◆ **Given data**
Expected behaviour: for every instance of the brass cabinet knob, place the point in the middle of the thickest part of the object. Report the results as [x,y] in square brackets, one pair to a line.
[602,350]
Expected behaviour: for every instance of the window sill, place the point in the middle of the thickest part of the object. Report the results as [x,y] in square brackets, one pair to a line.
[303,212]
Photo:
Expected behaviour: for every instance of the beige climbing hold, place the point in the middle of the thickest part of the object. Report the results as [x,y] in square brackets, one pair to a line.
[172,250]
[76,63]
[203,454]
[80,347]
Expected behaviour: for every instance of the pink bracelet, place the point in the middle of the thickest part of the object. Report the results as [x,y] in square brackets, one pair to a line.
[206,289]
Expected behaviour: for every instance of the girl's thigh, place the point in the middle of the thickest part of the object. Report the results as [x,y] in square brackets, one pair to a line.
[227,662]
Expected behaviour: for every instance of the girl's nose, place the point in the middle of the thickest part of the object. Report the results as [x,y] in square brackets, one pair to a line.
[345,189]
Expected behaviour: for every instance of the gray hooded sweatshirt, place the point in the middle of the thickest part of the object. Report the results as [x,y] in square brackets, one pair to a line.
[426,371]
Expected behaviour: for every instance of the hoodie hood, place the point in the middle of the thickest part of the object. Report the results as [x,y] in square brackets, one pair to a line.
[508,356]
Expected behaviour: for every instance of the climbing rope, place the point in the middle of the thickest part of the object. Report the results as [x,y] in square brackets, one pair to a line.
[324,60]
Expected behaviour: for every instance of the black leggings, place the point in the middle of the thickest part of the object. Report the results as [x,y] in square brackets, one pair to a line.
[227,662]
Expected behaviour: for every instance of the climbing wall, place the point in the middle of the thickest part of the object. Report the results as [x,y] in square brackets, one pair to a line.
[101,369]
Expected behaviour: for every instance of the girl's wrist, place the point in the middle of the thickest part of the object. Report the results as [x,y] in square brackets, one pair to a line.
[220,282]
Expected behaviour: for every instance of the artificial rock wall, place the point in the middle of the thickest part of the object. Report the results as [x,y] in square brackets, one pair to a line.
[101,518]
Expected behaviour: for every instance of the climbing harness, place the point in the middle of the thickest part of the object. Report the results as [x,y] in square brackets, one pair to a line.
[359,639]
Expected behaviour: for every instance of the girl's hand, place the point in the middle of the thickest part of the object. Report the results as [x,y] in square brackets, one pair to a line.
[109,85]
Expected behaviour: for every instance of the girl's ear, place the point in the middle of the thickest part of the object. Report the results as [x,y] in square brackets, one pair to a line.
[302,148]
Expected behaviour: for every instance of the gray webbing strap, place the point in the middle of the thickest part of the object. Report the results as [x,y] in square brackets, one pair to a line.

◆ **Work item**
Starting at the line that holds "Expected behaviour: for every instance of the girl's hand, place", retype each line exactly through the end of the entries, both ends included.

◆ **Output below**
Expected behaviour: for every instance of the girl's hand, place the point in the middle of the thickest part of the object. Report the results as [x,y] in square brackets, one pair to a line.
[109,85]
Expected behaviour: for every instance of the girl's ear, place the point in the middle of the thickest part of the object. Report the results as [x,y] in square brackets, one pair to a line.
[302,148]
Expected behaviour: for every instance of the gray webbing strap, place the point in the middle of the thickest part of the object. Report the results as [x,y] in square brackets, one pair to a line.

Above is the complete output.